___ TASK DATA ___

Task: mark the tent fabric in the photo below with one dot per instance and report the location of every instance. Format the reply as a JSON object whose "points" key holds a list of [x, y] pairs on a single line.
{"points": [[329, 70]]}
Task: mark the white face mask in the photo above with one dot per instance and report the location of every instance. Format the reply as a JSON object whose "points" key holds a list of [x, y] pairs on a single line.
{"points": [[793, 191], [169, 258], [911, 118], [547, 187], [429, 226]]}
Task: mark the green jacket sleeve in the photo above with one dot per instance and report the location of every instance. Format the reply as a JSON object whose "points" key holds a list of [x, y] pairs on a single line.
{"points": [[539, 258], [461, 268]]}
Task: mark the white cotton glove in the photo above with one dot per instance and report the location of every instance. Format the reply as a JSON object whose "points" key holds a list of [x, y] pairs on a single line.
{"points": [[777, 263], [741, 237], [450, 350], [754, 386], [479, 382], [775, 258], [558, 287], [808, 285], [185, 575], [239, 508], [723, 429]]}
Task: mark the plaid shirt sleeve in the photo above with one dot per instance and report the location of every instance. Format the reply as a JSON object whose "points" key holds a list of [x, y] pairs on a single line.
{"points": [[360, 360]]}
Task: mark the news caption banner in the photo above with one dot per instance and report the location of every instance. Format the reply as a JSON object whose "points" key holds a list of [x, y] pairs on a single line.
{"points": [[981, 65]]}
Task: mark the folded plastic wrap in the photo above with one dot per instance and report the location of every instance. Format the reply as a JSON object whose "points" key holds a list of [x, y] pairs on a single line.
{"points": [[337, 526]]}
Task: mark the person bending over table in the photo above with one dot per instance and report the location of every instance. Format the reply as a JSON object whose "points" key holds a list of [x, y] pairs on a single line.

___

• [INSTRUCTION] Format every line of the records above as a numbered list, omitting any blank lines.

• [RESPONSE TO THE TASK]
1. Task: mark the tent fabric in the photo below with one dot per instance and report the location of every instance. Format the reply as a JSON object whose "points" key holds a list of [x, y] pairs on a single line.
2. {"points": [[329, 70]]}
3. Task: mark the white face mask in the photo above with one dot per instance and report the location of every instance. Format the reply as a JSON object whose "points" key holds a list of [x, y] pairs on a single line.
4. {"points": [[793, 191], [169, 258], [911, 118], [547, 187], [429, 226]]}
5. Task: mark the green jacket sleeve in the photo above with one dot per instance and report the location of every instance. Format the reply as a JSON object whose "points" key holds a list of [x, y] pairs on a single line.
6. {"points": [[539, 258], [461, 268]]}
7. Task: mark the white cotton glove in the photo above with one dot per instance and report the location of every instance. Format the reply as a JSON object whose "points" key holds a list of [x, y] pairs on a single line.
8. {"points": [[777, 263], [741, 237], [450, 350], [754, 386], [479, 382], [775, 258], [558, 287], [808, 285], [185, 575], [239, 508], [723, 429]]}
9. Task: mark the plaid shirt sleeve in the photo above with one dot per instance and report the location of every instance. Format the reply as a JSON object whose "points" key holds a list of [x, y] pairs on a single line.
10. {"points": [[360, 360]]}
11. Task: mark the news caption banner in the photo above with one dot per instance and report the location of every instance. Format the reply as a JSON object whose "points" key holds a list of [x, y] pairs on a single line.
12. {"points": [[981, 65]]}
13. Task: mark the folded plastic wrap in the photo above with one dot per instance and report the location of every instance. Format the reply as a JSON object whose "points" key holds a list of [x, y] pairs on a single line.
14. {"points": [[337, 526]]}
15. Task: mark the person bending over table in the photo above with one dot per instance and report the location of every instance. Format the reply as a JSON object whose "points" key holds a list of [x, y] pairs on a single line.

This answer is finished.